Data supplied:
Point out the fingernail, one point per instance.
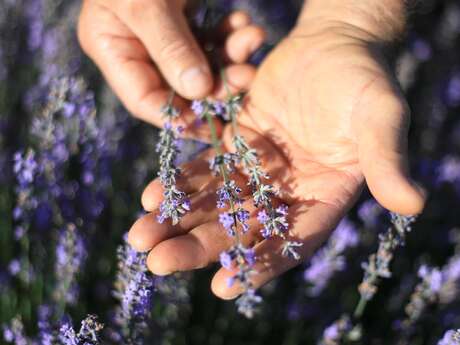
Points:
(196, 81)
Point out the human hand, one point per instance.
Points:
(326, 115)
(124, 37)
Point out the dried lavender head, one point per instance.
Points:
(175, 203)
(378, 265)
(274, 221)
(134, 288)
(87, 335)
(335, 334)
(451, 337)
(14, 333)
(70, 256)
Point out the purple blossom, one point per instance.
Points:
(175, 203)
(335, 333)
(227, 160)
(134, 291)
(432, 277)
(14, 267)
(275, 222)
(451, 337)
(228, 222)
(25, 167)
(248, 302)
(228, 194)
(70, 256)
(198, 107)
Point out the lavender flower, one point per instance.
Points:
(134, 289)
(14, 333)
(274, 219)
(330, 259)
(337, 332)
(175, 203)
(248, 302)
(451, 337)
(213, 108)
(229, 160)
(87, 335)
(228, 194)
(437, 285)
(70, 256)
(236, 217)
(378, 265)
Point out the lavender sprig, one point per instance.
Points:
(330, 259)
(175, 203)
(87, 335)
(451, 337)
(273, 219)
(437, 285)
(236, 218)
(337, 332)
(134, 289)
(378, 265)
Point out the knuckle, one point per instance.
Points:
(174, 50)
(137, 7)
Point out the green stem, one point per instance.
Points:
(229, 96)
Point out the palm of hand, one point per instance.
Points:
(314, 112)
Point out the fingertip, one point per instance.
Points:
(239, 19)
(137, 236)
(156, 264)
(244, 42)
(181, 253)
(400, 195)
(195, 82)
(220, 286)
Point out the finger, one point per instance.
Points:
(311, 224)
(273, 161)
(147, 232)
(199, 247)
(238, 79)
(194, 177)
(383, 154)
(242, 43)
(163, 29)
(123, 60)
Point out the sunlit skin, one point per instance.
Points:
(327, 117)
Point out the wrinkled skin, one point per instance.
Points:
(327, 117)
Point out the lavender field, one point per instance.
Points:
(74, 163)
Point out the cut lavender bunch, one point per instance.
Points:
(239, 257)
(273, 219)
(134, 289)
(378, 265)
(437, 285)
(175, 203)
(87, 335)
(330, 259)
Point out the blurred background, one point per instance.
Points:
(73, 165)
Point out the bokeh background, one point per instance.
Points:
(73, 165)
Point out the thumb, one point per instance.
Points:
(383, 155)
(163, 29)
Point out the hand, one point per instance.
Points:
(124, 37)
(326, 115)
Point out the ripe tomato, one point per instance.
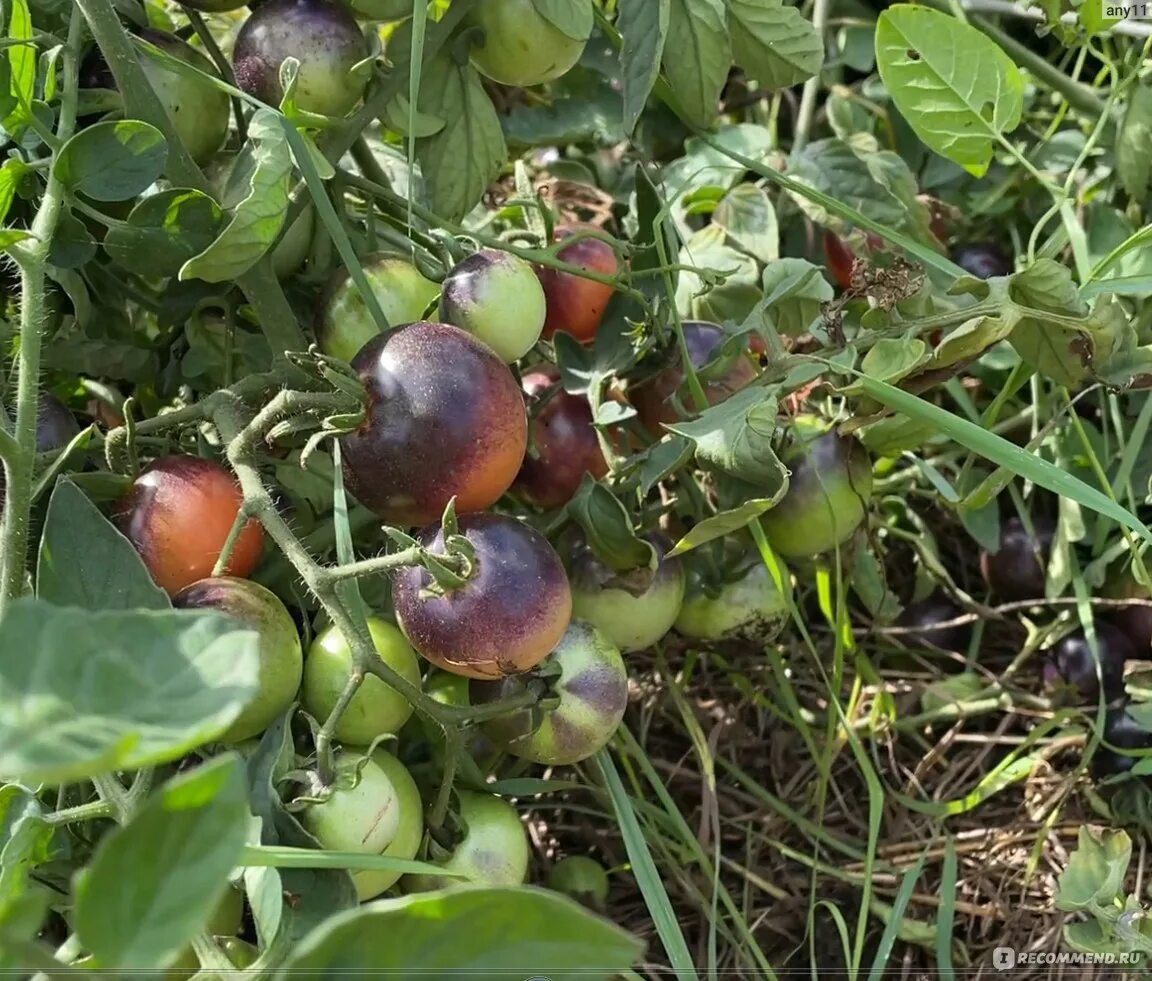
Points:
(446, 419)
(505, 618)
(592, 687)
(179, 512)
(376, 708)
(281, 658)
(521, 47)
(562, 446)
(493, 850)
(576, 305)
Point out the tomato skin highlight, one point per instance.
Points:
(376, 708)
(565, 445)
(576, 305)
(281, 656)
(506, 618)
(179, 512)
(446, 419)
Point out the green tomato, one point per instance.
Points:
(281, 658)
(521, 47)
(406, 844)
(493, 850)
(345, 325)
(497, 297)
(749, 607)
(377, 708)
(362, 813)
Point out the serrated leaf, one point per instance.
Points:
(461, 160)
(256, 221)
(773, 43)
(112, 161)
(697, 55)
(644, 27)
(954, 85)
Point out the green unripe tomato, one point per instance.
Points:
(406, 844)
(497, 297)
(362, 814)
(581, 877)
(827, 496)
(345, 324)
(493, 851)
(281, 656)
(377, 708)
(749, 607)
(521, 47)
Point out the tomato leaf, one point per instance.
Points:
(256, 221)
(128, 689)
(112, 161)
(956, 88)
(85, 562)
(697, 55)
(495, 930)
(179, 850)
(644, 27)
(773, 43)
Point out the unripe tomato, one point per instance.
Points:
(493, 851)
(362, 813)
(323, 36)
(497, 298)
(281, 658)
(179, 514)
(576, 305)
(633, 609)
(562, 446)
(521, 47)
(505, 618)
(446, 419)
(592, 687)
(377, 708)
(345, 325)
(407, 841)
(827, 495)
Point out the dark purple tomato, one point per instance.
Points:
(591, 686)
(509, 614)
(983, 260)
(653, 398)
(925, 615)
(1017, 570)
(446, 419)
(1124, 732)
(562, 445)
(179, 514)
(1073, 666)
(326, 39)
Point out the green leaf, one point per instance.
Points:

Exercise description: Rewrite the items from the line with "Point out the green tomato, one" through the end of the items, changing "serrated" to "toothed" and leaving everything else unchanged.

Solved exercise:
Point out the green tomato, one point per instance.
Points:
(281, 658)
(521, 47)
(406, 844)
(493, 850)
(345, 325)
(497, 297)
(749, 607)
(377, 708)
(362, 813)
Point out the toothed leaf, one point per instance.
Points:
(461, 160)
(256, 221)
(773, 43)
(112, 161)
(697, 55)
(644, 27)
(954, 85)
Point out the green unripe tomato, one point per instance.
Points:
(406, 844)
(497, 297)
(362, 814)
(581, 877)
(827, 496)
(345, 324)
(493, 851)
(281, 656)
(377, 708)
(749, 607)
(521, 47)
Point out the tomato leaf, one point per instance.
Points:
(256, 221)
(128, 689)
(112, 161)
(956, 88)
(85, 562)
(697, 55)
(495, 930)
(179, 850)
(644, 27)
(773, 43)
Point out the unripe tomato, one point per instance.
Points:
(493, 851)
(362, 813)
(323, 36)
(497, 298)
(281, 658)
(179, 514)
(576, 305)
(633, 609)
(562, 446)
(521, 47)
(505, 618)
(446, 419)
(592, 687)
(377, 708)
(345, 325)
(407, 841)
(827, 495)
Point out the dark purple tomato, one point per instance.
Points:
(591, 686)
(509, 614)
(983, 260)
(653, 398)
(925, 615)
(1017, 570)
(446, 419)
(1124, 732)
(562, 445)
(179, 514)
(1073, 666)
(326, 39)
Point out the green leaf, one point per instance.
Points:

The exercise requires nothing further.